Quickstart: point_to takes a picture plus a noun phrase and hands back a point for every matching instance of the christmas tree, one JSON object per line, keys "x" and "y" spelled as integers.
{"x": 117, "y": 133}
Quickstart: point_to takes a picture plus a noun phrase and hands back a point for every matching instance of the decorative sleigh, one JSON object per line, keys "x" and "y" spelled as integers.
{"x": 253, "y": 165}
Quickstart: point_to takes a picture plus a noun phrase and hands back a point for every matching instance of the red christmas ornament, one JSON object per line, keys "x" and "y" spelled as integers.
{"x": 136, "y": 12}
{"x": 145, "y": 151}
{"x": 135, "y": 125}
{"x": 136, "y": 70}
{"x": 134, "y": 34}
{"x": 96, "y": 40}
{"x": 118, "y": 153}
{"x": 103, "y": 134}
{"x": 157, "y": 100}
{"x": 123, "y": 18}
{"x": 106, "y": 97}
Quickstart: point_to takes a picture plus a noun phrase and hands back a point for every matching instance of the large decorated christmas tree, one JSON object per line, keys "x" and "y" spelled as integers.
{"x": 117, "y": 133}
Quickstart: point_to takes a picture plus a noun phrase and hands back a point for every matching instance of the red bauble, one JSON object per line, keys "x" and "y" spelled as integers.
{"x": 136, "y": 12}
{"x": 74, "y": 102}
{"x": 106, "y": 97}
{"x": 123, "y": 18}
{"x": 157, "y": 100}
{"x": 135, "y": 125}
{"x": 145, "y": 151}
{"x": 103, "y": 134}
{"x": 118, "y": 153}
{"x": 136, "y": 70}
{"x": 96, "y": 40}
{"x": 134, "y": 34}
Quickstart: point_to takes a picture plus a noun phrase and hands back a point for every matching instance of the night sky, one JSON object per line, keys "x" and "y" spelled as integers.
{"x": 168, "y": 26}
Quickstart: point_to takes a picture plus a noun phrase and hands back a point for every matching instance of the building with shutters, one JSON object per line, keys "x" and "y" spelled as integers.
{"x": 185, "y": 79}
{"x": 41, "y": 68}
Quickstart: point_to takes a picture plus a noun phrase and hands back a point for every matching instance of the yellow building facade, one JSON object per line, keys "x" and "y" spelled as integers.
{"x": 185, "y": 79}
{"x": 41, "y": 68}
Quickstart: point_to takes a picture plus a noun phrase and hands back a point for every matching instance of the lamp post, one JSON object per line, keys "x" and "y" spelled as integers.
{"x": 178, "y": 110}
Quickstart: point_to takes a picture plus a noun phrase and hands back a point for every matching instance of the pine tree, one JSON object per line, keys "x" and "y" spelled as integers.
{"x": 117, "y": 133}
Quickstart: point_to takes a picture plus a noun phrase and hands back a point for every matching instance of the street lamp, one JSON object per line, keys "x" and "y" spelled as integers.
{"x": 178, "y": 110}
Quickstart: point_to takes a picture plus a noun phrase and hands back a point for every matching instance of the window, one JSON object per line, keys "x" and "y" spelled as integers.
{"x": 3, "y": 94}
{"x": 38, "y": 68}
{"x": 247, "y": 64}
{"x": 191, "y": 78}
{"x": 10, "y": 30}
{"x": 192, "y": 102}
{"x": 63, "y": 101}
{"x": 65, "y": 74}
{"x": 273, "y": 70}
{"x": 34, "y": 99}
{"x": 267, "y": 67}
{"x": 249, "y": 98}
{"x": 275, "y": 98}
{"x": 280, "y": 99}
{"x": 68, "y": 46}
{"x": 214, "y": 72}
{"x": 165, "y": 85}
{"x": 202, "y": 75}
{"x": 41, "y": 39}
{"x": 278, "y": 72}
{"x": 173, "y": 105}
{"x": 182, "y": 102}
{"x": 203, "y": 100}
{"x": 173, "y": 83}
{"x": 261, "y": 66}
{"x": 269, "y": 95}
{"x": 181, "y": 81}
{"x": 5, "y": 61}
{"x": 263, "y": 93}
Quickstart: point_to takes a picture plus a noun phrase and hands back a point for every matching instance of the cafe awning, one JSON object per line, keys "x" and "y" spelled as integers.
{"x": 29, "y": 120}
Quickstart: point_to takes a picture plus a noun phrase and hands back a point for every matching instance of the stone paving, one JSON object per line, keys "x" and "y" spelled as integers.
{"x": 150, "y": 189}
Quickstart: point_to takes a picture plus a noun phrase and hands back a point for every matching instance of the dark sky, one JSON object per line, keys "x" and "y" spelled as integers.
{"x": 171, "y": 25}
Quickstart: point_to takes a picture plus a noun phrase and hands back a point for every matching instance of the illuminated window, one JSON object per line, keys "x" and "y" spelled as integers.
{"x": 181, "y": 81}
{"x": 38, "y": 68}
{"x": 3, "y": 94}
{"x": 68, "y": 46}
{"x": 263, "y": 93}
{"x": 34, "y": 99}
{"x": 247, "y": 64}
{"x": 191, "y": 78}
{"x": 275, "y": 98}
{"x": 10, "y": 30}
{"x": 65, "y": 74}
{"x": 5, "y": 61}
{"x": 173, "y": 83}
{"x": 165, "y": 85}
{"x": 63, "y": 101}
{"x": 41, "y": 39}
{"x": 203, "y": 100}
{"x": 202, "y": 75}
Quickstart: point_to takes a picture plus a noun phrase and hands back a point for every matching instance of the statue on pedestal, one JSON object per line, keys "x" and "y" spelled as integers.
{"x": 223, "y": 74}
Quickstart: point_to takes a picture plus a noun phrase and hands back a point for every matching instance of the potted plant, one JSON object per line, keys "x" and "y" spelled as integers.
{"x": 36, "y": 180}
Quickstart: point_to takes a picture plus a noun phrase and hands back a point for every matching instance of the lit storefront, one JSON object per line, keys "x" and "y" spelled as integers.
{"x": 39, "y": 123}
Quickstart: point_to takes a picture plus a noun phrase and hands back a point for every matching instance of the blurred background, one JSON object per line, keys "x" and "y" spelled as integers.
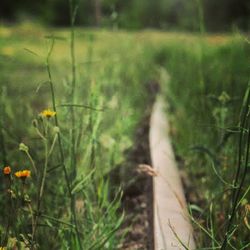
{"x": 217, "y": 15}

==

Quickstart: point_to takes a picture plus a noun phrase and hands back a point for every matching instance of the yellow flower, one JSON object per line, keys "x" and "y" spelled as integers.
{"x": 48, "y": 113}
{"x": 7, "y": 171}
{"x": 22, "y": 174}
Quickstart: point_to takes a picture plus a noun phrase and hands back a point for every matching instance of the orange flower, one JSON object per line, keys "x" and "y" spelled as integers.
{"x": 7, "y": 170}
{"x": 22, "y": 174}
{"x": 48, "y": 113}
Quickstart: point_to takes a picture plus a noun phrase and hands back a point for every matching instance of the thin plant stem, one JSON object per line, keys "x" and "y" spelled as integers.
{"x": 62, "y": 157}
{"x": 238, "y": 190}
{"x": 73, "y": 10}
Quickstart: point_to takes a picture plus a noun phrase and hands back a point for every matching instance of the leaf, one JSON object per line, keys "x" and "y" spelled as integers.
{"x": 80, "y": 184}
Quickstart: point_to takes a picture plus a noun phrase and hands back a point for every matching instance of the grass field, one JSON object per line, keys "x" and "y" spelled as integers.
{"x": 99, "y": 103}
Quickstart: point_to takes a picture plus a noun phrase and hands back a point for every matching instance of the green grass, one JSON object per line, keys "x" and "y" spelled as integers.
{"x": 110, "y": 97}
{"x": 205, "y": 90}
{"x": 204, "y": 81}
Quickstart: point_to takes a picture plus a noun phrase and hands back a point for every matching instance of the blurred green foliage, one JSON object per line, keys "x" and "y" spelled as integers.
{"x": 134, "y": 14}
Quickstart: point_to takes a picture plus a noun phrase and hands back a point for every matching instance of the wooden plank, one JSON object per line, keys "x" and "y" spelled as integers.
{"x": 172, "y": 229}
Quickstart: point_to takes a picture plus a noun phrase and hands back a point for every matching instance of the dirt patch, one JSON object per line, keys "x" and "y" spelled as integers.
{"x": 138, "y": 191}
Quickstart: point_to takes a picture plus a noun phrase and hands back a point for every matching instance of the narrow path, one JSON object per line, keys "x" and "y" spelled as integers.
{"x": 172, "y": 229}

...

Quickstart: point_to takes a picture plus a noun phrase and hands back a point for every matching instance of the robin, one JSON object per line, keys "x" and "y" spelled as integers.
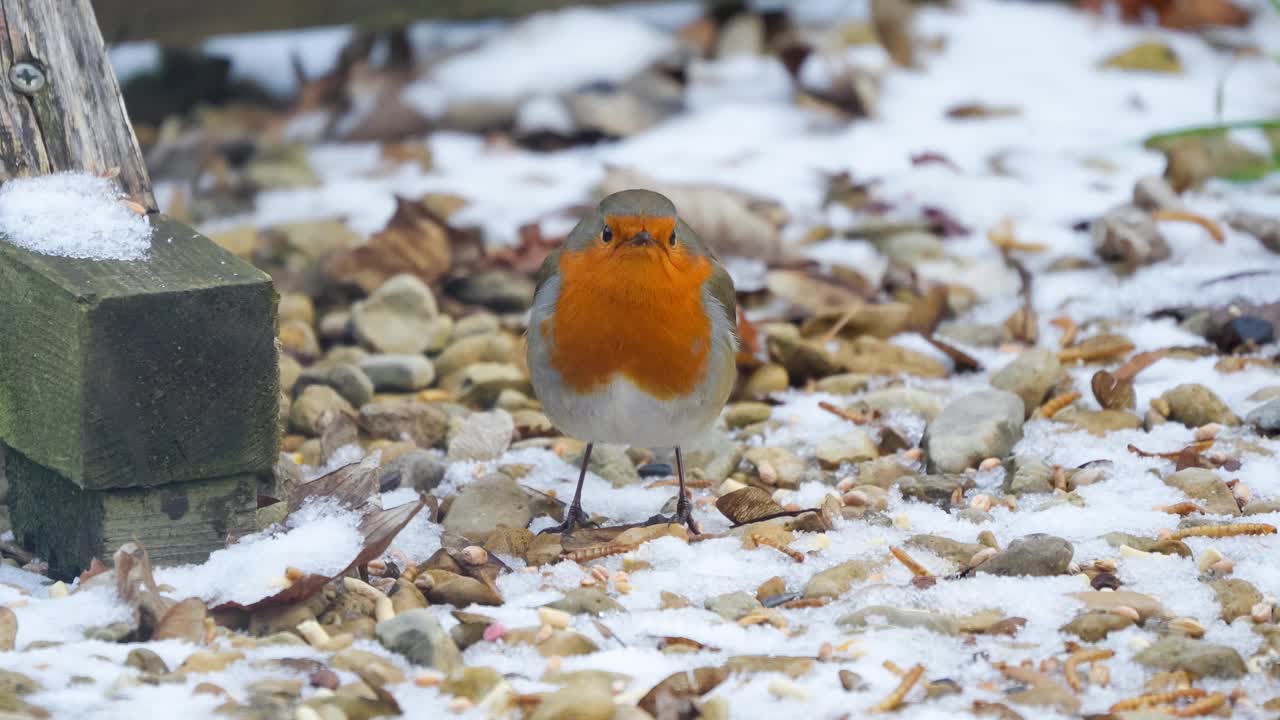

### [Task to carry out]
Pick out each line in the records that contains the string "plant", matching case exactly, and copy those lines.

### [Exercise result]
Quickstart: point_to takes a picture plus a noun phrase and hands back a point for every matching instance of the potted plant, one JSON object per line, keys "x" and "y" spelled as integers.
Quickstart: point_to takes a picture plus a noun phrase and hands back a point for every matching instance of the thin plant stem, one JSON object per line, keys "x" and "y" spelled as integers.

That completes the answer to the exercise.